-- START SUPPLIED INFORMATION --
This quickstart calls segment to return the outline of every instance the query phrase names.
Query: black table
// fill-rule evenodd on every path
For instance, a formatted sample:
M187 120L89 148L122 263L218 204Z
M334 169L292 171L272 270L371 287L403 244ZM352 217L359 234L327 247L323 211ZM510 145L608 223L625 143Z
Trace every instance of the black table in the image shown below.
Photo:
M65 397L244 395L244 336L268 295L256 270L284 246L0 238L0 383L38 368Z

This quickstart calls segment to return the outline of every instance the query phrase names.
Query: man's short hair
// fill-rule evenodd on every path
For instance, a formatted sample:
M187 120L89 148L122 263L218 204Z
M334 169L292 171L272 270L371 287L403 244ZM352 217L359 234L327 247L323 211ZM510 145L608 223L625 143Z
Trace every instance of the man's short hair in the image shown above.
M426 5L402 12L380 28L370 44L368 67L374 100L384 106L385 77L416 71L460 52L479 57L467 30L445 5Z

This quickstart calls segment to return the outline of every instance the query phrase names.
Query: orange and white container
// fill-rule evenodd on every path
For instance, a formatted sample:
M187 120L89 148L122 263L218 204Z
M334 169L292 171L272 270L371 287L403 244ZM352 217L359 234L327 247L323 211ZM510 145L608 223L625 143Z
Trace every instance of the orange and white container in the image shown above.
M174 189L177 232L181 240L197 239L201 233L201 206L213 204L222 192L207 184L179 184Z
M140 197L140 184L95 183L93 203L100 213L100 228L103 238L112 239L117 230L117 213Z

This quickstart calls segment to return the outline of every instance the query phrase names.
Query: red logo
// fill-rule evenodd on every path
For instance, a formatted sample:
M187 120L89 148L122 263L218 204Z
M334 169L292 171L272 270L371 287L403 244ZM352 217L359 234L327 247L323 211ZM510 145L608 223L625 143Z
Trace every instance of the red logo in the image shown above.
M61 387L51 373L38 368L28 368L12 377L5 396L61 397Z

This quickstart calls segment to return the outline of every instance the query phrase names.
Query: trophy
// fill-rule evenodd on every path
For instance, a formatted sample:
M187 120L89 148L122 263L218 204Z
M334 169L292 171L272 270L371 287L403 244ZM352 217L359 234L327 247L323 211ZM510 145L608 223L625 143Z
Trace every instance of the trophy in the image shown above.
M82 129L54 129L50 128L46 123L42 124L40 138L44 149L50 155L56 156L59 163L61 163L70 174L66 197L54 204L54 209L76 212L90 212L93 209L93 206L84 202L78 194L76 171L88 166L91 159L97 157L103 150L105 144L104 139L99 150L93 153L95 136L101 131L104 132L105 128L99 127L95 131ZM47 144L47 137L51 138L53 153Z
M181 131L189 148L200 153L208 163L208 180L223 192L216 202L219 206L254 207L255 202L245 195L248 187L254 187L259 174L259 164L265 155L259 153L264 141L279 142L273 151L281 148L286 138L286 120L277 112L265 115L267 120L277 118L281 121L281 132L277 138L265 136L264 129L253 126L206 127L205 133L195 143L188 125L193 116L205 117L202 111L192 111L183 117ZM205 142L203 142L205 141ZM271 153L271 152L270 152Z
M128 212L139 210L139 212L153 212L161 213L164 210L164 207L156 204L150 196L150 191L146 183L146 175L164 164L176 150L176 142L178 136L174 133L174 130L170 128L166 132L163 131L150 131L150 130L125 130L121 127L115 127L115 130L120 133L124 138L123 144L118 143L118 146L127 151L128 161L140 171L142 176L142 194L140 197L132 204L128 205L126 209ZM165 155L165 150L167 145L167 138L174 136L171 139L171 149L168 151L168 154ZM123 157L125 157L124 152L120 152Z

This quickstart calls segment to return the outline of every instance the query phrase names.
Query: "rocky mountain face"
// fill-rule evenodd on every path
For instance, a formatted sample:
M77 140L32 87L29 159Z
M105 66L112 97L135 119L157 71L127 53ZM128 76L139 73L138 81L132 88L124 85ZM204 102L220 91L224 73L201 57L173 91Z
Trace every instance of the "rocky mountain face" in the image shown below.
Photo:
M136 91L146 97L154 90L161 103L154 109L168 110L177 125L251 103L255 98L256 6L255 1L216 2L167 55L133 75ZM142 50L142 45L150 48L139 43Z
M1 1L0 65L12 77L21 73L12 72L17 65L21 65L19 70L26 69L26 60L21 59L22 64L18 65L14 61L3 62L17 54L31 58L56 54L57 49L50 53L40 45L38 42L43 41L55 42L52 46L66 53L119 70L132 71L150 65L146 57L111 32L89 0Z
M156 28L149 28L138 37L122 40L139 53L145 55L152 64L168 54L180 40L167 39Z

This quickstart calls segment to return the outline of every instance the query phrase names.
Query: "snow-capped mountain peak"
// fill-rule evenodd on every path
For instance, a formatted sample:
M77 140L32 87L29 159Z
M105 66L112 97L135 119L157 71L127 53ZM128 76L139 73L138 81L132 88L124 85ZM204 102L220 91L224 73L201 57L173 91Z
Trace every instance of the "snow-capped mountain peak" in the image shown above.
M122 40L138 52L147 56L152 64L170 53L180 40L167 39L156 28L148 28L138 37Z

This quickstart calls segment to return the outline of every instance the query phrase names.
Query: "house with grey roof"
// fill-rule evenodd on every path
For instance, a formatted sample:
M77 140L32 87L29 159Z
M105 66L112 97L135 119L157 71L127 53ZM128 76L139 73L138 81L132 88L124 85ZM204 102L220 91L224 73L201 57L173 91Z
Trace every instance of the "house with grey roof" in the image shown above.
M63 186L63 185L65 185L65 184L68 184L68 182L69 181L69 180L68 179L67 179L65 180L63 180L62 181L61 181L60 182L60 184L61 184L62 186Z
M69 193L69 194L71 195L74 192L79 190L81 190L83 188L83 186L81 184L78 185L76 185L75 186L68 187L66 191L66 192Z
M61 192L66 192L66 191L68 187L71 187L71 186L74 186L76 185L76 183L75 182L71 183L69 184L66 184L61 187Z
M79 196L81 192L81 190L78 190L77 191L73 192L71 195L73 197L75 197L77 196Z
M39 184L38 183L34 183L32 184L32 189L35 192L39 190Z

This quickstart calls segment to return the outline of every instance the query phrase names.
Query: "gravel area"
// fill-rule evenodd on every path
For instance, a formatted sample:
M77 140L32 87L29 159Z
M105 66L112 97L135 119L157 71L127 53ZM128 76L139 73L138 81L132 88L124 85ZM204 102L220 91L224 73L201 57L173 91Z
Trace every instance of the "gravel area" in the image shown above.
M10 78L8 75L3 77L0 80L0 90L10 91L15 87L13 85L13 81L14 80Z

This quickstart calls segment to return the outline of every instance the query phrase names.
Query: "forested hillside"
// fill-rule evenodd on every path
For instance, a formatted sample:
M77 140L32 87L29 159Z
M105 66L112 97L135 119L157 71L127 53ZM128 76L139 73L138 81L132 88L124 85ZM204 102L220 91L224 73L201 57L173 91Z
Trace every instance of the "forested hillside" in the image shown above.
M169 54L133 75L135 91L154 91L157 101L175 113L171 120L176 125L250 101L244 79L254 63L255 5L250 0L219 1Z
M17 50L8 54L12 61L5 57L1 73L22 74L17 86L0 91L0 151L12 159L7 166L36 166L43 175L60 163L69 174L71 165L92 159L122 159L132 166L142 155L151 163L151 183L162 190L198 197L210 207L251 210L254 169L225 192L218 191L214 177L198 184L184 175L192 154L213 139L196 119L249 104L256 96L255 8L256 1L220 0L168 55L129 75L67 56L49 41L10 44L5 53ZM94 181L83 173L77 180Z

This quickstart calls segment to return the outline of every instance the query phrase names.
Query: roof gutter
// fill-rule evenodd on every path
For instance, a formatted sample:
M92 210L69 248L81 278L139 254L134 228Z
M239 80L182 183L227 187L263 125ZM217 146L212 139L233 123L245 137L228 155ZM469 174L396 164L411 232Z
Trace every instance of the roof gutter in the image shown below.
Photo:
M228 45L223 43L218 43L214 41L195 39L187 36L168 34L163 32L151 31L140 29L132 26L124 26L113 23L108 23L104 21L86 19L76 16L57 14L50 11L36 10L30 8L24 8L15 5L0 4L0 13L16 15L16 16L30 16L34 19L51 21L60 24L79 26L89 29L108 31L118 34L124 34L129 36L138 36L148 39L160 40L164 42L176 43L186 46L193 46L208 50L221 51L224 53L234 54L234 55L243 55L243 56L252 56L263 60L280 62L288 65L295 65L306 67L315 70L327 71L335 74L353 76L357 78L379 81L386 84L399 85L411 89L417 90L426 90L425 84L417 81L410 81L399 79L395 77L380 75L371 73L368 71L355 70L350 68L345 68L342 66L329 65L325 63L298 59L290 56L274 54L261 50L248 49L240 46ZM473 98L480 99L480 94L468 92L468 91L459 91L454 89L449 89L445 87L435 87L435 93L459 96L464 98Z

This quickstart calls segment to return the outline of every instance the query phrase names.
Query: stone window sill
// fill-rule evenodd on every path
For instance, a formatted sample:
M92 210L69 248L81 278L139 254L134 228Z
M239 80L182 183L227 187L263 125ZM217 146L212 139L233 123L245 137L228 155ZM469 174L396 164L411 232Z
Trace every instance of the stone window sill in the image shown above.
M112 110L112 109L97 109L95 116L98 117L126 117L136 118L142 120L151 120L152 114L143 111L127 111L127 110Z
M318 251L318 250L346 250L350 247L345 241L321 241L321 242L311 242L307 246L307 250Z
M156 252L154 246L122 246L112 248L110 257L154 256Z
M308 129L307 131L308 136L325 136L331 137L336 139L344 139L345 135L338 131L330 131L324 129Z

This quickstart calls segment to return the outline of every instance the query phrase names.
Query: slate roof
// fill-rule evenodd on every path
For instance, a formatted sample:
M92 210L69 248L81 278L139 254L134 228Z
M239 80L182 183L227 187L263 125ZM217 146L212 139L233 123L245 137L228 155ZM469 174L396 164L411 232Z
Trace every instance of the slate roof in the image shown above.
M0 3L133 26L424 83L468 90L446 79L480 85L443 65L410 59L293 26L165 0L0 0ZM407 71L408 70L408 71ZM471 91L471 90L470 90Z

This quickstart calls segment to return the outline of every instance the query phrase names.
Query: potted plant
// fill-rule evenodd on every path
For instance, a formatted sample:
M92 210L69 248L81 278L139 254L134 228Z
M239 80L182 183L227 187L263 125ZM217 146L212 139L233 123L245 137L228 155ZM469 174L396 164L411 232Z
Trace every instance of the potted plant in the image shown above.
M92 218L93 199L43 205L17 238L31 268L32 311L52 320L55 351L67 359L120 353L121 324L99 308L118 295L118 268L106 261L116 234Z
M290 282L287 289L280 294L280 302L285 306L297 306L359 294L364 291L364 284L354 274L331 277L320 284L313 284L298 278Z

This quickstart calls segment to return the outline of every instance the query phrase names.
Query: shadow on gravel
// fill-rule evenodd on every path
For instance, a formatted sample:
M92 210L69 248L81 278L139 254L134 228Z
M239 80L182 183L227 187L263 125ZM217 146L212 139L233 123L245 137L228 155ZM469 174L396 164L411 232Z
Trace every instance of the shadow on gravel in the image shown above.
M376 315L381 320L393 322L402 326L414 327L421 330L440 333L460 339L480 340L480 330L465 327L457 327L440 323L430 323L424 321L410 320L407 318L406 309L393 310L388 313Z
-- END SUPPLIED INFORMATION --
BRIEF:
Please update the records from the start up to and including the line with "M65 397L244 395L244" by replacing "quickstart" with "tutorial", leaving everything else unchanged. Return only those lines.

PROBLEM SOLUTION:
This tutorial calls segment to return the outline of every instance the query phrase names.
Query: black table
// fill-rule evenodd on every path
For instance, a formatted sample:
M187 120L89 148L122 263L218 204Z
M334 169L292 171L272 270L371 287L403 244ZM352 217L359 234L327 247L323 211ZM510 145L608 223L625 143Z
Trace every instance of the black table in the image shown below.
Photo:
M65 397L244 395L244 336L268 295L256 270L284 246L0 238L0 383L38 368Z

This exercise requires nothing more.